— Document extract —
Unravelling the secrets of telomerase, an enzyme linked to aging and cancer

Stops cells from aging

Telomerase is an enzyme that acts on telomeres, protective caps of repeated DNA sequences at the ends of chromosomes that prevent chromosomes from degrading and preserve genome stability.

Telomeres gradually shorten over time with repeated cell division, and when they become too short, the cell stops dividing— a process known as cellular senescence. This gradual shortening happens in most of the body’s cells and contributes to the natural aging of tissues.

However, during embryonic development and in certain cells, such as germ cells, stem cells and some immune cells, telomere shortening needs be counteracted to slow down senescence.

Enter telomerase: it lengthens telomeres, enabling these cells to undergo extended rounds of division while preserving chromosomal integrity.

In most somatic cells, telomerase is inactive or present only at very low levels. In cancer, however, the enzyme is abnormally reactivated, allowing cells to divide indefinitely—a phenomenon known as cellular immortality. Studies show that telomerase is reactivated in about 90 per cent of cancer cells.

Understanding how telomerase works is therefore essential to understanding the mechanisms behind aging and cancer in humans.

Surprising molecular architecture

In mapping the three-dimensional structure of yeast telomerase, Chartrand and his team made some unexpected discoveries.

For example, they identified what’s known as a zinc finger, a recurring structural pattern often seen in proteins capable of binding to DNA or RNA, but never before observed in telomerase.

— Set of tasks —
1. According to the telomerase article, in about what share of cancer cells is telomerase reactivated?
2. Quote the passage of the telomerase article between "Unravelling the secrets" and "preserving chromosomal integrity.", inclusive.
Use only the telomerase article to answer.

— Dataset —
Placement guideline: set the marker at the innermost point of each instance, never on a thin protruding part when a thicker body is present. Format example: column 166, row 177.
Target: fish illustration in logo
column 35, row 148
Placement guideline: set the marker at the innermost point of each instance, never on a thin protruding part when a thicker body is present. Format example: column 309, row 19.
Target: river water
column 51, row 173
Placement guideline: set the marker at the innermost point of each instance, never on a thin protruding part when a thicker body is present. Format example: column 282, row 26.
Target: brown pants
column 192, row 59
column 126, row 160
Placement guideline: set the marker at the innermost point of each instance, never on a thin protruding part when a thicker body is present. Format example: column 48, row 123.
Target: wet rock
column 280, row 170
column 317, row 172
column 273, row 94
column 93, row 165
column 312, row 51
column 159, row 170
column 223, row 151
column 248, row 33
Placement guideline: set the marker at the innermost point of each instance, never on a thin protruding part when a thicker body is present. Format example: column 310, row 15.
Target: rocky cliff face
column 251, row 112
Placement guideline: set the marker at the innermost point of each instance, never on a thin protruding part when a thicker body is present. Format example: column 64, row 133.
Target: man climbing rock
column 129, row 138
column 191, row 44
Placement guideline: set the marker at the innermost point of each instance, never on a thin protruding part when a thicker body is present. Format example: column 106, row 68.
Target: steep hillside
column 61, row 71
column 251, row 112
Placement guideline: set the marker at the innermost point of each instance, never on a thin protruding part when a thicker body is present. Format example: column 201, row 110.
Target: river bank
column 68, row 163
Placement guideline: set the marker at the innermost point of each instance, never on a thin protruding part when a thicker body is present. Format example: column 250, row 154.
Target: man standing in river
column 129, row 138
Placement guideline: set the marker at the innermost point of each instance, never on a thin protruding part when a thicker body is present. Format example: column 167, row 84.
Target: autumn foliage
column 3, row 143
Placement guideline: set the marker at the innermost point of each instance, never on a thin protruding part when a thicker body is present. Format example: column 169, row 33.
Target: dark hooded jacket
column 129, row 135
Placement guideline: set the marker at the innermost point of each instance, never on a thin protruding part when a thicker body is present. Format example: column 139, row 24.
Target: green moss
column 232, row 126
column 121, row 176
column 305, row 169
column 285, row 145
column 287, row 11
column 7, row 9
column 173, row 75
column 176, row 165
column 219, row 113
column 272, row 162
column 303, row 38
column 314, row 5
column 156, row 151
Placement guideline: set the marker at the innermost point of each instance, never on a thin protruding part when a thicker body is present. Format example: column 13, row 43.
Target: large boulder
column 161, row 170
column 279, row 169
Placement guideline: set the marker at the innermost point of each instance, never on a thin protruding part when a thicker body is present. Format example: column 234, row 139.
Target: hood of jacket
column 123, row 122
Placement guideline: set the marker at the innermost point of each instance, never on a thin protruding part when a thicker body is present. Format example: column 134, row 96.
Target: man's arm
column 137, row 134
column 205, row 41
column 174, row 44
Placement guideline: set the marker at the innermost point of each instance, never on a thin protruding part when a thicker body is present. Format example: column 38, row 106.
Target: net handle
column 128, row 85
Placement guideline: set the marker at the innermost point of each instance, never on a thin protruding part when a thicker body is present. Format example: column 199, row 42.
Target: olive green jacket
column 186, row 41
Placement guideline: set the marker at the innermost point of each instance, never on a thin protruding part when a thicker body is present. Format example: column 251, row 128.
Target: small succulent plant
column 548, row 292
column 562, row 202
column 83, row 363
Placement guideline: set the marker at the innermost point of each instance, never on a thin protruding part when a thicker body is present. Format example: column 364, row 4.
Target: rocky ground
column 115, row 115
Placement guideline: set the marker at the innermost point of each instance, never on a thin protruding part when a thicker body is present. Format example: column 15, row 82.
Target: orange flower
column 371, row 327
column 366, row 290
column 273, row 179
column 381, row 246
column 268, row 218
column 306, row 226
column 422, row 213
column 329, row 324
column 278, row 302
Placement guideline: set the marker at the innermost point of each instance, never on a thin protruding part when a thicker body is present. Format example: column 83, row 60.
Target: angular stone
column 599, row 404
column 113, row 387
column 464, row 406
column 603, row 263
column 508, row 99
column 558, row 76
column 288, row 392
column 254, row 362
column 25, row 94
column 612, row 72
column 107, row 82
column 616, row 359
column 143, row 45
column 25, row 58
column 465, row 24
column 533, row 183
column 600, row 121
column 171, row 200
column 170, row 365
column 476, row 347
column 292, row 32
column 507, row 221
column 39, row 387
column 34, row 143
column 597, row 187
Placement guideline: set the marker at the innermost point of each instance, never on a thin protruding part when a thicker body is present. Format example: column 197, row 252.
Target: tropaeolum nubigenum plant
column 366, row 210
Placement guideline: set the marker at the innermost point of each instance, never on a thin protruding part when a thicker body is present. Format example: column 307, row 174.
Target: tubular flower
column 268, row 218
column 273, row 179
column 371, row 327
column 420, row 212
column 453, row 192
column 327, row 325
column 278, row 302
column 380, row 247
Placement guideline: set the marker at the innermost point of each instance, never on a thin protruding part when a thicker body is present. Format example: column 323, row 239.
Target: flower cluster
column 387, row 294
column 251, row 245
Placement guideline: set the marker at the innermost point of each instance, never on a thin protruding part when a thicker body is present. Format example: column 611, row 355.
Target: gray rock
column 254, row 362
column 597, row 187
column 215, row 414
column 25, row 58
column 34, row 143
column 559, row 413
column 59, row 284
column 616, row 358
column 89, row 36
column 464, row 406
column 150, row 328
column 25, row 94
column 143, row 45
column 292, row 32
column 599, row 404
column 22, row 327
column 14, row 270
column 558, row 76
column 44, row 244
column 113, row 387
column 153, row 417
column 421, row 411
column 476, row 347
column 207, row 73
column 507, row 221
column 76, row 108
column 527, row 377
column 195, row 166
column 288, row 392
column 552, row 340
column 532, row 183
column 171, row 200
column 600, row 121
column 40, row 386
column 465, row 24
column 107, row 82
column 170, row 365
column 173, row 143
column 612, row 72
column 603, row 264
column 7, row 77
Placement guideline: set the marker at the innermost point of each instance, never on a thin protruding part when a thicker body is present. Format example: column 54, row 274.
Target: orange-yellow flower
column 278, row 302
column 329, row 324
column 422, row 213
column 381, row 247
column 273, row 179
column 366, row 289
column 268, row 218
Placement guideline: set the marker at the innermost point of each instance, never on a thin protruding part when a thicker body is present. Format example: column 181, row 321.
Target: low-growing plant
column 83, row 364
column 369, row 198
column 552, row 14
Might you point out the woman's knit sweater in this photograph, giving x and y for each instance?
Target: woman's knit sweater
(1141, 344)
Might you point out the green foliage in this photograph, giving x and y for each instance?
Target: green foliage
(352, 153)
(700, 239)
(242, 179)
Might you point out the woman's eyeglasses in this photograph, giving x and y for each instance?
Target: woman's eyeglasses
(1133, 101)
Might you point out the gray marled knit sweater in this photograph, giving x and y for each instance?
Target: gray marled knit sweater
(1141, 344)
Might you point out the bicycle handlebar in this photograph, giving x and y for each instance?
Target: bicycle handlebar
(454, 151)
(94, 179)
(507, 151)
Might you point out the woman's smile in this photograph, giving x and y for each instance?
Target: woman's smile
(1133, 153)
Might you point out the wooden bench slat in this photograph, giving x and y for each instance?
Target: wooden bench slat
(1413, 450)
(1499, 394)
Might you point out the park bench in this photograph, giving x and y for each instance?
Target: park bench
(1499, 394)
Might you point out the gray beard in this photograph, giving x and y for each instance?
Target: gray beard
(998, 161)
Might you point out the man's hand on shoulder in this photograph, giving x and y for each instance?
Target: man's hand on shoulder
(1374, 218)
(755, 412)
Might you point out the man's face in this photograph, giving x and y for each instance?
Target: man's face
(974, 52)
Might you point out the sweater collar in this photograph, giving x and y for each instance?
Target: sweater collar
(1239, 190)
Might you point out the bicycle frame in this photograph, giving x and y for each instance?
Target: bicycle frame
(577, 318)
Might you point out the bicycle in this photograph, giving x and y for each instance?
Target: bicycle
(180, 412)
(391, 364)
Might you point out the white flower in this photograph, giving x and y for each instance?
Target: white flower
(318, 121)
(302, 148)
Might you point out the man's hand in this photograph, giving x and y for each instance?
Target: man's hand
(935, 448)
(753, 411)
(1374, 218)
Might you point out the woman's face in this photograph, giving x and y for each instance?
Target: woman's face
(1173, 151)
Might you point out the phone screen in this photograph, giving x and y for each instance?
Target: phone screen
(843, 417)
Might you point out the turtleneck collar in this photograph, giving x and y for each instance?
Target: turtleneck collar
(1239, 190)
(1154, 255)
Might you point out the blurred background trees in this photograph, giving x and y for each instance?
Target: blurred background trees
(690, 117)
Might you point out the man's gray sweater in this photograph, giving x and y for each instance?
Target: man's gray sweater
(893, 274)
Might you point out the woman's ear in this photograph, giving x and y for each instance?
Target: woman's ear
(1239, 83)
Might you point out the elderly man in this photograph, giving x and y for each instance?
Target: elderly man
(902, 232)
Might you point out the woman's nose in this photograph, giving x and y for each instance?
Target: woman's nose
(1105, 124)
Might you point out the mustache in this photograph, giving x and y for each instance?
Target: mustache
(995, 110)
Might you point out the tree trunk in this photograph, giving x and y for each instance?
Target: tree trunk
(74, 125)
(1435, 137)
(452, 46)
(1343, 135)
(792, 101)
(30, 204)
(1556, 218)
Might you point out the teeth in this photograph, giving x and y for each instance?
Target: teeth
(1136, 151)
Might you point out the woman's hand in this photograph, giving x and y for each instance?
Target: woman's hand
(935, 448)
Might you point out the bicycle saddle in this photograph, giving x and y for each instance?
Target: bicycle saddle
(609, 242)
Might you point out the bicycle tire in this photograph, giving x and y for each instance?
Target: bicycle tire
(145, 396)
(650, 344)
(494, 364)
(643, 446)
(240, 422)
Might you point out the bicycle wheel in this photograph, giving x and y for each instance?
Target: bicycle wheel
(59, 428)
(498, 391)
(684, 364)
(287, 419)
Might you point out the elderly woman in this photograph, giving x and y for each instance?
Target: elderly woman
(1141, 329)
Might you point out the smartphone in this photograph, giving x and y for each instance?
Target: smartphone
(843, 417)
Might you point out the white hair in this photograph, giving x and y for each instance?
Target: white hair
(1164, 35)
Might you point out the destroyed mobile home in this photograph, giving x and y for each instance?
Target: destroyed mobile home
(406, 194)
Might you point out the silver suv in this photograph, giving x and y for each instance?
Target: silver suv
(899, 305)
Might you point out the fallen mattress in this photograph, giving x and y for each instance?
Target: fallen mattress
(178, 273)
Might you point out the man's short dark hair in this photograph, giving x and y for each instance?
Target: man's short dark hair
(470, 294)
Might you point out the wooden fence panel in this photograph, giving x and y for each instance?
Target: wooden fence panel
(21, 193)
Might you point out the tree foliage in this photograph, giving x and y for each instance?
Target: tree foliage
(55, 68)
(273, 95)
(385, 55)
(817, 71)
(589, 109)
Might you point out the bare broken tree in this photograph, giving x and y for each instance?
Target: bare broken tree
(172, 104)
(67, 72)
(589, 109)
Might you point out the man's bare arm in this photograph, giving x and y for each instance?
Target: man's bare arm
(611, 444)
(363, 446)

— Answers given —
1. About 90 percent.

2.
Unravelling the secrets of telomerase, an enzyme linked to aging and cancer

Stops cells from aging

Telomerase is an enzyme that acts on telomeres, protective caps of repeated DNA sequences at the ends of chromosomes that prevent chromosomes from degrading and preserve genome stability.

Telomeres gradually shorten over time with repeated cell division, and when they become too short, the cell stops dividing— a process known as cellular senescence. This gradual shortening happens in most of the body’s cells and contributes to the natural aging of tissues.

However, during embryonic development and in certain cells, such as germ cells, stem cells and some immune cells, telomere shortening needs be counteracted to slow down senescence.

Enter telomerase: it lengthens telomeres, enabling these cells to undergo extended rounds of division while preserving chromosomal integrity.